Bob bent down, checking for eye reflexes by touching the cow’s cornea. Anything resembling a blink would have meant that the creature hadn’t been properly stunned—although in three years of visits to the slaughterhouse we had never seen this happen.*36 Having been assured that the enormous bovid wasn’t about to right itself, Bob climbed agilely into the stunning box and disappeared behind the cow’s hindquarters.
“This here’s the most dangerous part of my job,” came a muffled voice from somewhere just south of rump roast. “These cows still got nerves.”
“That’s for sure,” I said, finally getting to use the anatomical knowledge I’d accumulated over a long collegiate career.
“One stray kick can break a man’s back.”
I pondered that image for a moment. “And that would suck,” I added thoughtfully.
My colleague Kim (an aspiring anatomist herself) nodded in agreement. “Definitely.”

Items listed in a dataset
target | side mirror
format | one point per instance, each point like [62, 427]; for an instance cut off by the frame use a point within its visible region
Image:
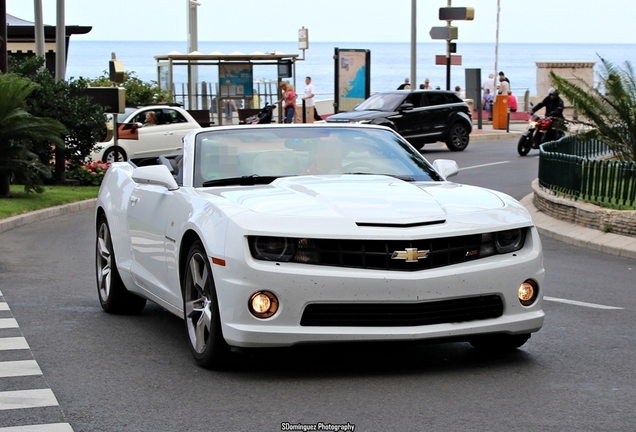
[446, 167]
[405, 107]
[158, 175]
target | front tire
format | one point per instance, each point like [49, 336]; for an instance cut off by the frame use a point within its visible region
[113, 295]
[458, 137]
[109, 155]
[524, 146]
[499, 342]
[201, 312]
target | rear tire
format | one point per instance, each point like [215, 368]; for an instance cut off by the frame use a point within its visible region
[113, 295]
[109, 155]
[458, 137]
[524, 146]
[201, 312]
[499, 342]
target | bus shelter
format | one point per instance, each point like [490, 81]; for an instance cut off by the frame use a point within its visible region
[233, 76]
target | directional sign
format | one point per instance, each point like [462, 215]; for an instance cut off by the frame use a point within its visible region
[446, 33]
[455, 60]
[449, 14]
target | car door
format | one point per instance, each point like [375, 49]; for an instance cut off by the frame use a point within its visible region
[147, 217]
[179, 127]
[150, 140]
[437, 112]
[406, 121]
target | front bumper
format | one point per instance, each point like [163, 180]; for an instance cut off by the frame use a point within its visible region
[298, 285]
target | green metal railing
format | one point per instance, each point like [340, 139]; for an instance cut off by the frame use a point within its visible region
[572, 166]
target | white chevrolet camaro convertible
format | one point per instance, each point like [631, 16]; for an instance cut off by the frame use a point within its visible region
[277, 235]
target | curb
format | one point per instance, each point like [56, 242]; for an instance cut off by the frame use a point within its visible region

Exercises.
1. Answer these questions about the slaughterhouse excerpt.
(a) What part of the cow did Bob touch to check for eye reflexes?
(b) According to Bob's warning, what can one stray kick break?
(c) How is Kim described?
2. Reproduce the slaughterhouse excerpt from "Bob bent down, checking" to "the cow’s hindquarters.", substituting "abattoir" for "slaughterhouse".
3. List every remark spoken aloud in the slaughterhouse excerpt.
The listing is not required for any of this work.

Your written answers.
1.
(a) The cow's cornea.
(b) A man's back.
(c) As an aspiring anatomist.

2.
Bob bent down, checking for eye reflexes by touching the cow’s cornea. Anything resembling a blink would have meant that the creature hadn’t been properly stunned—although in three years of visits to the abattoir we had never seen this happen.*36 Having been assured that the enormous bovid wasn’t about to right itself, Bob climbed agilely into the stunning box and disappeared behind the cow’s hindquarters.

3.
This here’s the most dangerous part of my job
These cows still got nerves.
That’s for sure
One stray kick can break a man’s back.
And that would suck
Definitely.